Stated task: Copy verbatim the lines of the material from the line containing "In this picture, where can the fruit" through the line containing "point(95, 172)", including both of those lines.

(Records drawn from a data source)
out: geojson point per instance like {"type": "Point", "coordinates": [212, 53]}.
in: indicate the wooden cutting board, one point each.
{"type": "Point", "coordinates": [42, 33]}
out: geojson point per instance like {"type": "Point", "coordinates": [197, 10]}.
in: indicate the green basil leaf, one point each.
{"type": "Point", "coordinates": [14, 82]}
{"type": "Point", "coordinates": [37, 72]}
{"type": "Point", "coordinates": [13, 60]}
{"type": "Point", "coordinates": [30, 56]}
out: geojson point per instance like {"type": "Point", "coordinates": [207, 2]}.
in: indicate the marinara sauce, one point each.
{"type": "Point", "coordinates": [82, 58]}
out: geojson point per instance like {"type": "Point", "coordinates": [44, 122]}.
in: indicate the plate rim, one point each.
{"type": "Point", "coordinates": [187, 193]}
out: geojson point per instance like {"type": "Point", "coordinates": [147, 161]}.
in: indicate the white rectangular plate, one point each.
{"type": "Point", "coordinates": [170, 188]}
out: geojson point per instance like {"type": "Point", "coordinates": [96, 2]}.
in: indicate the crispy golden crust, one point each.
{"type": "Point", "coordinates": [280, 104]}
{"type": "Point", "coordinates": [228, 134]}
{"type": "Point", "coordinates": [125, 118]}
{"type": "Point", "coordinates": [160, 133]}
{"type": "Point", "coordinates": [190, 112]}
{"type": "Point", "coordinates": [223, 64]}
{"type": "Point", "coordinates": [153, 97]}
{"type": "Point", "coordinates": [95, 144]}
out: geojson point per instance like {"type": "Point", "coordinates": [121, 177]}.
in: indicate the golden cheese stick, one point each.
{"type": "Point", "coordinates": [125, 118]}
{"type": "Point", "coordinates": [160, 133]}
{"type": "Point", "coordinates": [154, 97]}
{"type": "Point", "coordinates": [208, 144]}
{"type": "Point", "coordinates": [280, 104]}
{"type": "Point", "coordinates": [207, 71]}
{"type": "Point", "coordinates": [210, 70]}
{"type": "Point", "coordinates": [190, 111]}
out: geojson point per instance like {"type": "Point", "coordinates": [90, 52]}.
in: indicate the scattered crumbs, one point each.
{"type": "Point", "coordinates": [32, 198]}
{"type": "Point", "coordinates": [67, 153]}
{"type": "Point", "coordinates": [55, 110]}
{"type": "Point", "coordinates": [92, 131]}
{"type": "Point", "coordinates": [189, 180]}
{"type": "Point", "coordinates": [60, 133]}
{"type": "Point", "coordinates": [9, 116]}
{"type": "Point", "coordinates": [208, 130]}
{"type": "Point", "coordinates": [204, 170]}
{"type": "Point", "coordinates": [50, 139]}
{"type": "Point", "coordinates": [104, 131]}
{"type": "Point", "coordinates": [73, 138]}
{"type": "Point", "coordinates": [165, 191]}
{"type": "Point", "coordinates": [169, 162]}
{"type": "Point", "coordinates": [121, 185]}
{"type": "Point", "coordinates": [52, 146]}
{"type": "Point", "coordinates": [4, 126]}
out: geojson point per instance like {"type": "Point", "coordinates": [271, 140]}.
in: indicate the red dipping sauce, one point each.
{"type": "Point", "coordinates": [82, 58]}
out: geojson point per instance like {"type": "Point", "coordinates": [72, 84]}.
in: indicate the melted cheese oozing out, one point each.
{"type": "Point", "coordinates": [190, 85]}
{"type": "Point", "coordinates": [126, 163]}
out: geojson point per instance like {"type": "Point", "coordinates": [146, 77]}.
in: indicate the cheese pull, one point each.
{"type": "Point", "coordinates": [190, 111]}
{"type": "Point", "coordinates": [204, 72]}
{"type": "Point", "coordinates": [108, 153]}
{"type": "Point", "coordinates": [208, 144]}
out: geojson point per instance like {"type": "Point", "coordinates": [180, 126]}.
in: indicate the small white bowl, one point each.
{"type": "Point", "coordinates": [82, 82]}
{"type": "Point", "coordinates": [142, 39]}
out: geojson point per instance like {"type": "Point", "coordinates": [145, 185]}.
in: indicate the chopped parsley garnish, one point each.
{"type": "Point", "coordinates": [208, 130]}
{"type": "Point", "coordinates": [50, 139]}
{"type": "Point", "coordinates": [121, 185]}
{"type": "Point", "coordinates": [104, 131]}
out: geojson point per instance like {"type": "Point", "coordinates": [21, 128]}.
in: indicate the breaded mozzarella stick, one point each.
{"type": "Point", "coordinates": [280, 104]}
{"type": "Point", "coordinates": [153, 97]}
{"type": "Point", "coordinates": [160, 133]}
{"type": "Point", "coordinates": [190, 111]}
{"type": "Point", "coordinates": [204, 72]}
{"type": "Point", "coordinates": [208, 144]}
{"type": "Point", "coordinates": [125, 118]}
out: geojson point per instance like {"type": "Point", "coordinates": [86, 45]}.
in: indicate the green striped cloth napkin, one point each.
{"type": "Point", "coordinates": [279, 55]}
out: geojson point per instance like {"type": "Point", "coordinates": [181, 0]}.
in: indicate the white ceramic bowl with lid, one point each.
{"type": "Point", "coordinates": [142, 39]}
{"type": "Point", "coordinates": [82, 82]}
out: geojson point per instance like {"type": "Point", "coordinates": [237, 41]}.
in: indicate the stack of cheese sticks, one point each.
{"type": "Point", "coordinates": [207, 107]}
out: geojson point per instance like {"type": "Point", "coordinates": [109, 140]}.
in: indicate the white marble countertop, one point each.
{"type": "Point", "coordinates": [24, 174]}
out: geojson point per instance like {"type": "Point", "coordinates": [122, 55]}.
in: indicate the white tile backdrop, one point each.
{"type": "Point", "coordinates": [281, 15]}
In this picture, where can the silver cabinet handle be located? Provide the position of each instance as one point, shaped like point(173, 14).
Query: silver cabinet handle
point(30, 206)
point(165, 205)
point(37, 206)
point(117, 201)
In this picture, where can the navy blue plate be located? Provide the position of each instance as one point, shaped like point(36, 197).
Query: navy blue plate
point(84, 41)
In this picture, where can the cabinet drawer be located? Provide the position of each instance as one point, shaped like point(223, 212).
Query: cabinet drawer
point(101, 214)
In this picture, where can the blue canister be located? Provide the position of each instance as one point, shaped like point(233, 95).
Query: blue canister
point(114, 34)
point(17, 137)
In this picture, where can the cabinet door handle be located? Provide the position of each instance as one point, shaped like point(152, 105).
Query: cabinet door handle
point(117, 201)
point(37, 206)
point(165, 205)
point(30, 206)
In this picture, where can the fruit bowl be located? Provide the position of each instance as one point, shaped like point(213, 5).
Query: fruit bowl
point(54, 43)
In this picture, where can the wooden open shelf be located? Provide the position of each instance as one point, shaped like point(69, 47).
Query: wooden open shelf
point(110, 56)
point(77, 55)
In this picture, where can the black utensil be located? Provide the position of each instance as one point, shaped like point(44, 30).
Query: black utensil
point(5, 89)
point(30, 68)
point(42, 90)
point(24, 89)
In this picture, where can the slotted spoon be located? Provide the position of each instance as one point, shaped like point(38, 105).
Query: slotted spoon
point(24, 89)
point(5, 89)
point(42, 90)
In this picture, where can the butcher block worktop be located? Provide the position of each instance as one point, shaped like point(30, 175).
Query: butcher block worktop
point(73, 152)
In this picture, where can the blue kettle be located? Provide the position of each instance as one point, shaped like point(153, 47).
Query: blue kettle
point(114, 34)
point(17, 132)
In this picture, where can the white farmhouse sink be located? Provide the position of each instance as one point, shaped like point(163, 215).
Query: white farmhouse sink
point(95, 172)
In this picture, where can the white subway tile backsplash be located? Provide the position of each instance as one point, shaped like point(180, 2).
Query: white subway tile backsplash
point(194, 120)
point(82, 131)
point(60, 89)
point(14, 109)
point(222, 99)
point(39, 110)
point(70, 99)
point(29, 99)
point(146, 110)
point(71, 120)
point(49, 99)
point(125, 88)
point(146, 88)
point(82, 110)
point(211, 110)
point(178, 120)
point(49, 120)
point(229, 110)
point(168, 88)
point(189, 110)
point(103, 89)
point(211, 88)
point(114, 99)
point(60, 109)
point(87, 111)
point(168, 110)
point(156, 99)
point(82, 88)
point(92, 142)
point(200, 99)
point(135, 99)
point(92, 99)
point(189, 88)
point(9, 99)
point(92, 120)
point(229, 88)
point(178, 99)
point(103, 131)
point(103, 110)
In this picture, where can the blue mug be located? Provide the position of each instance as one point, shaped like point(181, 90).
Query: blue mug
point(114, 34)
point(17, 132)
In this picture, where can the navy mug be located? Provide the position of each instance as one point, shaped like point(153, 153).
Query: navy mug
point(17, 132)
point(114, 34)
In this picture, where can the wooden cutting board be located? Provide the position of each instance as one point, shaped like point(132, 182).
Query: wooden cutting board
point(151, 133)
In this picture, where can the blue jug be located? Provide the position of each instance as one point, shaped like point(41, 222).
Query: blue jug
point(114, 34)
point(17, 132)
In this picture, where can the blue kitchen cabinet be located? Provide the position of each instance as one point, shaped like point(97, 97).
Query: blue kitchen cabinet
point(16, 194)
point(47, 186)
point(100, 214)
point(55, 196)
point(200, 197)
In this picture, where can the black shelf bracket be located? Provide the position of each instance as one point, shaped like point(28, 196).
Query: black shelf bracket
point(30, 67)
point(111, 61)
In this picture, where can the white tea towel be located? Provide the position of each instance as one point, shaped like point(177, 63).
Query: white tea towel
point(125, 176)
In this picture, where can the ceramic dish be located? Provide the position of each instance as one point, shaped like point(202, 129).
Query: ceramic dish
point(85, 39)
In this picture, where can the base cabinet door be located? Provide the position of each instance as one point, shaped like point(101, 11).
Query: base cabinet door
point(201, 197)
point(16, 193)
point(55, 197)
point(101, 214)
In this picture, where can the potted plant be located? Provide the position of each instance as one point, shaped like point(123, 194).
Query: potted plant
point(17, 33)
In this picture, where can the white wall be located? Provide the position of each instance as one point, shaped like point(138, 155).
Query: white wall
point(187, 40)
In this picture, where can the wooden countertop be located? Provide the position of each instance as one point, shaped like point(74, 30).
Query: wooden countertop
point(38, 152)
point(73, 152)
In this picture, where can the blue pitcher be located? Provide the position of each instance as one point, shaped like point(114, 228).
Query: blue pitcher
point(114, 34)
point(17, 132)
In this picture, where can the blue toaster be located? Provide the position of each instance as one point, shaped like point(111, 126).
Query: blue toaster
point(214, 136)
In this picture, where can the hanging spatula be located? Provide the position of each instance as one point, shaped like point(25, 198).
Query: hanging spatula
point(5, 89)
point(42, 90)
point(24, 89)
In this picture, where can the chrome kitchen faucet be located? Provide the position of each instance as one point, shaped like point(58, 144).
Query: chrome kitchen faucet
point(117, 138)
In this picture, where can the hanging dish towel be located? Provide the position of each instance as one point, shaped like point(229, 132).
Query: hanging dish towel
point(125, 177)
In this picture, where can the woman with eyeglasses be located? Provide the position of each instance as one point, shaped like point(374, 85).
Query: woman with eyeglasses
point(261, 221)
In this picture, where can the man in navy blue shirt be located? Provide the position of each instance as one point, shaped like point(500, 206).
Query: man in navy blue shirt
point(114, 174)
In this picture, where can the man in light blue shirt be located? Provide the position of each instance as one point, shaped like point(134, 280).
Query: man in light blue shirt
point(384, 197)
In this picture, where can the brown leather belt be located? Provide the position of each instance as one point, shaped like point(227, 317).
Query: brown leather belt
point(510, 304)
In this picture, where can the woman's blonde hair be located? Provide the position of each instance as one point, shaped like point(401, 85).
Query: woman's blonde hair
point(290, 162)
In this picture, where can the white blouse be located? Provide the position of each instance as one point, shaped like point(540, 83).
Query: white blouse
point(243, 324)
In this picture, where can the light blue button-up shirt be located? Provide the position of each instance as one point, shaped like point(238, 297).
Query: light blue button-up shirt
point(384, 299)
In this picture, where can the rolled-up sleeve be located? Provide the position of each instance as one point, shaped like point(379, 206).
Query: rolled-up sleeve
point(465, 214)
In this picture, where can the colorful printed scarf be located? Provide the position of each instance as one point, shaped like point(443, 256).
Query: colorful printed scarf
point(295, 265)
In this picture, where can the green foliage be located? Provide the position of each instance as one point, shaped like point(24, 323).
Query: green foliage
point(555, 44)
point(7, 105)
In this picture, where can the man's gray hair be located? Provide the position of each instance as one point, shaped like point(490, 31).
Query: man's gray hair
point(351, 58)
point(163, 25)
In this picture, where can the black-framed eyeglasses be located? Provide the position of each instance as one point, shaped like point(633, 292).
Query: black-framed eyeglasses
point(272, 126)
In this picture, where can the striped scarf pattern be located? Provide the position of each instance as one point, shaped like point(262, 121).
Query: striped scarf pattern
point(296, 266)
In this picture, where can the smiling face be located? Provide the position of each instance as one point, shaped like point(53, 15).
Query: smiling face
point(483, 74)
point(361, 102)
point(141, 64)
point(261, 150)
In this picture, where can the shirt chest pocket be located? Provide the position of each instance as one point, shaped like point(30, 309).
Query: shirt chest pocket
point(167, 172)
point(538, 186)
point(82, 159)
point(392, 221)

The response:
In this picture, where can the fruit bowl be located? Provide the position of each instance as one point, shaped like point(213, 5).
Query: fruit bowl
point(54, 43)
In this picture, where can the wooden open shelf be located? Provide the position of each instance as one point, shaped like point(69, 47).
Query: wooden open shelf
point(110, 56)
point(77, 55)
In this picture, where can the black utensil be located? Provide the position of each instance as one point, shaped like point(44, 30).
Query: black utensil
point(5, 89)
point(30, 68)
point(42, 90)
point(24, 89)
In this picture, where can the slotted spoon be located? Provide the position of each instance as one point, shaped like point(38, 105).
Query: slotted spoon
point(24, 89)
point(5, 89)
point(42, 90)
In this picture, where can the butcher block worktop be located? Provide the position of each instance as one point, shaped like point(30, 175).
Query: butcher block worktop
point(73, 152)
In this picture, where can the blue kettle be located? Provide the position of each instance as one point, shaped like point(153, 47).
Query: blue kettle
point(114, 34)
point(17, 132)
In this picture, where can the white farmhouse sink be located? Provide the position of each instance as one point, shaped like point(163, 215).
Query: white farmhouse sink
point(95, 172)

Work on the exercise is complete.